Start of Page text

I thought Kingdom Hearts was rather shit and follows the trend of some JRPGs where they confuse "complexity" in plot with "convolution" in plot. See FFX for example.

Also the aesthetic was annoying and it fell into an awkward middleground of trying to keep a "younger" appeal and an "older" appeal. So it ends up being a dark game with random poorly written slapstick. Tonally the game is an absolute mess.

I also just found the gameplay to be rather simplistic and boring.

The "mash up" between the two universes ends up being entirely useless. Like there's no explanation on why Final Fantasy characters are there, they just are there and have little relevance to the whole scheme of the game. It's literally just fanservice because games with Final Fantasy stapled onto it sell. It's not like an actual crossover game like Marvel vs. Capcom where the whole draw is seeing two franchises in full force together, it's kinda like a Disney game but randomly you see Squall (also seriously, out of every Final Fantasy characters, you chose fucking Squall?) walking across the background.


----------



## xist (May 16, 2013)

I think i'm playing Kingdom Hearts wrong. Whilst there are all these melodramatic and overarching themes of a nefarious organisation and a group of evil? (Not sure that's right but i'll go with it) individuals i've always just seen Kingdom Hearts as a tale of friendship and love triumphing over adversity. All the crazy somewhat poorly thought out stuff is just there in the background behind the journeys of young people going on a voyage of discovery.

Maybe i've been over sentimental (or under analysing) but i see Kingdom Hearts games primarily as a bond of friendship rather than a complex tale of intrigue.


----------



## DS1 (May 16, 2013)

xist said:


> Now i enjoyed Okami too, from the characters, the artistry, the setting, story and gameplay mechanics (played on a PS2) but i do have to say that it failed miserably at keeping my attention. And for a game that's generally fun how can that be possible? In Okami's case i think it dragged on for about 10-15 hours too long. It just became ridiculous...and i'm a fan of long RPG's, but for Okami blew it's load and didn't manage to hold my attention because in the last (long) stretch it felt like a slog.

End of Page text
Start of Exercise data

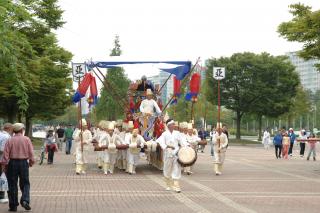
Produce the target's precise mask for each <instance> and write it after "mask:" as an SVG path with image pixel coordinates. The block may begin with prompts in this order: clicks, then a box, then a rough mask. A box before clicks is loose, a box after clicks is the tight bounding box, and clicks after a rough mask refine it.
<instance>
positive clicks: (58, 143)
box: [56, 125, 65, 151]
mask: <svg viewBox="0 0 320 213" xmlns="http://www.w3.org/2000/svg"><path fill="white" fill-rule="evenodd" d="M64 141H65V136H64V128H63V126H62V125H61V126H59V127H58V129H57V131H56V142H57V145H58V149H59V150H60V151H62V145H63V142H64Z"/></svg>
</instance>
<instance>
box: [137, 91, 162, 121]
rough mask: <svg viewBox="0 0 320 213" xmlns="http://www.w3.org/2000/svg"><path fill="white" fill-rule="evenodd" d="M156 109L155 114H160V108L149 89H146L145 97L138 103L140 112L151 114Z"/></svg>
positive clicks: (160, 109) (153, 112)
mask: <svg viewBox="0 0 320 213" xmlns="http://www.w3.org/2000/svg"><path fill="white" fill-rule="evenodd" d="M154 110H155V111H156V114H157V115H160V114H161V113H162V112H161V109H160V108H159V106H158V104H157V102H156V101H155V100H154V99H153V93H152V91H151V89H147V94H146V99H144V100H143V101H142V102H141V104H140V112H141V113H142V114H143V115H144V116H153V115H154V114H155V112H154Z"/></svg>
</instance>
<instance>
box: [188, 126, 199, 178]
mask: <svg viewBox="0 0 320 213" xmlns="http://www.w3.org/2000/svg"><path fill="white" fill-rule="evenodd" d="M186 140H187V142H188V144H189V146H190V147H191V148H192V149H194V151H195V152H197V146H198V143H199V142H200V141H201V138H199V137H198V135H196V134H194V130H193V126H192V123H188V134H187V135H186ZM191 169H192V167H191V166H188V167H184V173H187V175H191V174H192V171H191Z"/></svg>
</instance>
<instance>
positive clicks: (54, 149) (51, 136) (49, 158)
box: [45, 130, 57, 164]
mask: <svg viewBox="0 0 320 213" xmlns="http://www.w3.org/2000/svg"><path fill="white" fill-rule="evenodd" d="M45 143H46V150H47V152H48V164H53V157H54V152H56V151H57V145H56V140H55V137H54V136H53V130H49V132H48V134H47V137H46V139H45Z"/></svg>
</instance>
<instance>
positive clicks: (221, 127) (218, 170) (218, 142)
mask: <svg viewBox="0 0 320 213" xmlns="http://www.w3.org/2000/svg"><path fill="white" fill-rule="evenodd" d="M213 140H214V157H215V162H214V171H215V173H216V175H221V174H222V169H223V163H224V160H225V155H226V151H227V146H228V137H227V135H226V134H225V133H223V131H222V124H221V123H217V128H216V133H215V135H214V136H213Z"/></svg>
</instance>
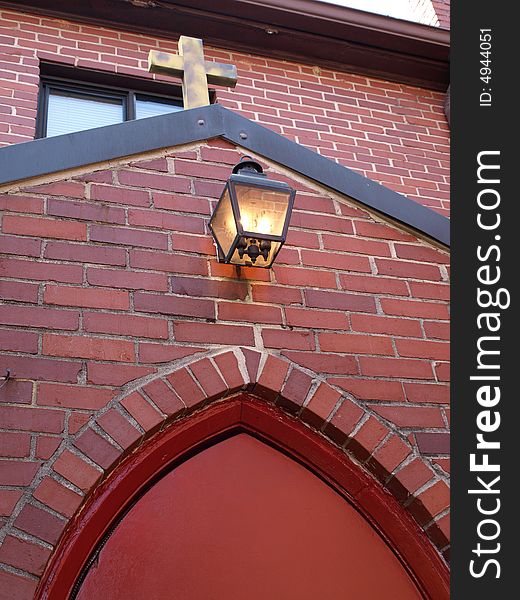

End of Exercise data

# [Action item]
In the forum thread, which game is named as an actual crossover game where the draw is seeing two franchises together?

# [Task response]
Marvel vs. Capcom